What the exercise asks: Your task is to repeat the entries underneath exactly, minus the pictures.

Information provided:
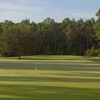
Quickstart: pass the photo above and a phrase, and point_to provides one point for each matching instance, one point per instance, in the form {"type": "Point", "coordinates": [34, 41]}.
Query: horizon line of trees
{"type": "Point", "coordinates": [69, 37]}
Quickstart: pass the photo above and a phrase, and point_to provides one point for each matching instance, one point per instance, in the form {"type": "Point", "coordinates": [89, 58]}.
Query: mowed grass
{"type": "Point", "coordinates": [76, 78]}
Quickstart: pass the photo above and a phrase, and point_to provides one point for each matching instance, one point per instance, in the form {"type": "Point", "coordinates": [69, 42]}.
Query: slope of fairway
{"type": "Point", "coordinates": [49, 79]}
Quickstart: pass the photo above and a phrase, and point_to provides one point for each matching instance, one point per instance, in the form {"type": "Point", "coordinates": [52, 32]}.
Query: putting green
{"type": "Point", "coordinates": [53, 80]}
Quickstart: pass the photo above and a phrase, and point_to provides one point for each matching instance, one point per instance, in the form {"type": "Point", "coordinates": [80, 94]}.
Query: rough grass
{"type": "Point", "coordinates": [59, 79]}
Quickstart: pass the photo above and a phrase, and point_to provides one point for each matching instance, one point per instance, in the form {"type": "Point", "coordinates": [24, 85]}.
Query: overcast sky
{"type": "Point", "coordinates": [38, 10]}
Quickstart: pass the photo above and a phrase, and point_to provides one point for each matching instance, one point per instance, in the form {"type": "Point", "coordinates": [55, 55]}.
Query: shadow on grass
{"type": "Point", "coordinates": [46, 79]}
{"type": "Point", "coordinates": [37, 92]}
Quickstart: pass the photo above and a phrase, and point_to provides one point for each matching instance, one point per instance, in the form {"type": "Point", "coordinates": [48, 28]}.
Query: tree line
{"type": "Point", "coordinates": [69, 37]}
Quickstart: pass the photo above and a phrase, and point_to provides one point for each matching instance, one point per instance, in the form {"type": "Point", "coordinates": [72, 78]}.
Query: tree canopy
{"type": "Point", "coordinates": [49, 37]}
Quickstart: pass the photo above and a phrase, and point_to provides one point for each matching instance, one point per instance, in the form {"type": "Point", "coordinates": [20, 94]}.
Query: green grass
{"type": "Point", "coordinates": [57, 78]}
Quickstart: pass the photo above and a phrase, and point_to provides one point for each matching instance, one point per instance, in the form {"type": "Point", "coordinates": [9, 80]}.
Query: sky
{"type": "Point", "coordinates": [38, 10]}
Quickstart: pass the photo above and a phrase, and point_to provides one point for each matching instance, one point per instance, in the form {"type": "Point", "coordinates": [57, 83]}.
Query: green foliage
{"type": "Point", "coordinates": [49, 37]}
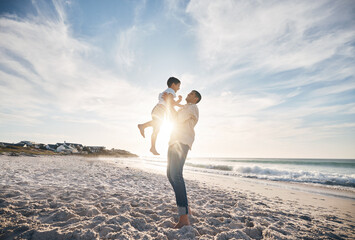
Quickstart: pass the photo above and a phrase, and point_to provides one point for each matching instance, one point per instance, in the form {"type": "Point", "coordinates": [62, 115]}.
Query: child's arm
{"type": "Point", "coordinates": [177, 102]}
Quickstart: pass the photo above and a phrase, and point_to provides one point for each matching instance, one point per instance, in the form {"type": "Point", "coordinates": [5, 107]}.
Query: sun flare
{"type": "Point", "coordinates": [164, 136]}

Exercise response:
Quickstart: pass the photo above and a phrase, and point_to provides one point for each matching instance, one point per instance, in the form {"type": "Point", "coordinates": [34, 41]}.
Query: horizon line of trees
{"type": "Point", "coordinates": [69, 37]}
Quickstart: pass the photo above and a phrase, and point_to provides one point for each matching instance, one point per instance, in the form {"type": "Point", "coordinates": [89, 58]}.
Query: mowed grass
{"type": "Point", "coordinates": [76, 78]}
Quickstart: pass the photo above and a phrase, and point_to provides one point for each matching instance, one point per instance, in the form {"type": "Point", "coordinates": [69, 42]}.
Query: slope of fairway
{"type": "Point", "coordinates": [49, 79]}
Quickstart: pass the photo above and a phrase, and point_to provides one point for each matching instance, one point per instance, in the form {"type": "Point", "coordinates": [52, 32]}.
Query: putting green
{"type": "Point", "coordinates": [53, 80]}
Quickstart: pass the photo above and a phrase, and point_to provides one point for each matching instance, one point per instance, in the form {"type": "Point", "coordinates": [80, 94]}.
Query: rough grass
{"type": "Point", "coordinates": [59, 79]}
Quickstart: pass the photo above and a phrase, and point_to provides one point for each matching instance, one point per instance, in the form {"type": "Point", "coordinates": [24, 85]}.
Query: overcast sky
{"type": "Point", "coordinates": [38, 10]}
Quickstart: pass the photo above and a phrase, and point_to provides one point for each matching instance, one point per instance, in the form {"type": "Point", "coordinates": [55, 55]}.
Query: shadow on grass
{"type": "Point", "coordinates": [46, 79]}
{"type": "Point", "coordinates": [37, 92]}
Quickstart: pass the photo above and a phrase, and point_to provides one point for each matching instance, one point per instance, in the form {"type": "Point", "coordinates": [48, 28]}.
Query: tree line
{"type": "Point", "coordinates": [69, 37]}
Quickstart: pass the photo above and a phrase, and point_to provides one point for each matching instance, one point per instance, in the form {"type": "Point", "coordinates": [72, 78]}.
Query: tree canopy
{"type": "Point", "coordinates": [49, 37]}
Quickstart: pass the photo above and a phrase, and point_to provides one point for each matching instance, one point per instance, in the form {"type": "Point", "coordinates": [20, 94]}.
Query: green grass
{"type": "Point", "coordinates": [57, 78]}
Quickstart: pass the photo above and a phrase, and point_to provides one point for each matching instance, one point per instance, in the form {"type": "Point", "coordinates": [9, 80]}.
Query: sky
{"type": "Point", "coordinates": [38, 10]}
Quickstart: pass the photo above and a phrase, and point_to provides one point for each matching instance, one point per instance, in the form {"type": "Point", "coordinates": [57, 83]}.
Query: green foliage
{"type": "Point", "coordinates": [49, 37]}
Quickstart: pass the photo above and a phrase, and point_to provides one point for each matching instance, one point per instance, in the form {"type": "Point", "coordinates": [62, 115]}.
Query: child's arm
{"type": "Point", "coordinates": [177, 102]}
Quickstart: pass the photo above and a phrase, and point_to provides one point for each matching instance, one point per instance, in the form {"type": "Point", "coordinates": [5, 107]}.
Query: sun flare
{"type": "Point", "coordinates": [164, 136]}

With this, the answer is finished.